Photo object pointing records:
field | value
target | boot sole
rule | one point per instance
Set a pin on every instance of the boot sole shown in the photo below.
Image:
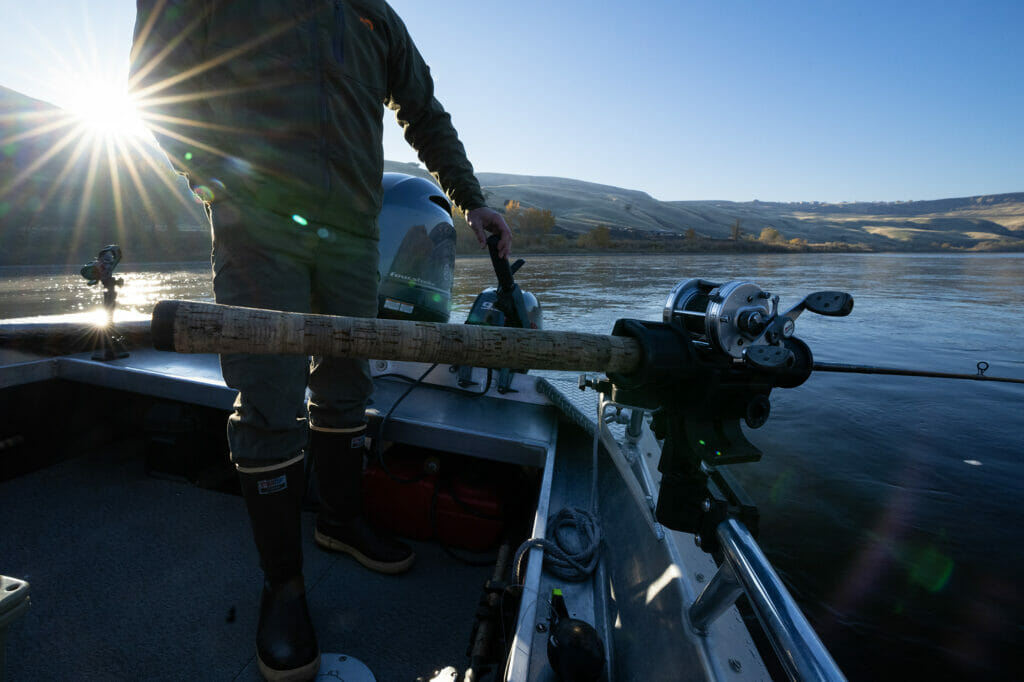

→ **Written exercise**:
Report every line of the items that contains the word "sole". Case counts.

→ **Response to this exercise**:
target | boot sole
Set a pin on every instance of the boot sole shown in the photo below.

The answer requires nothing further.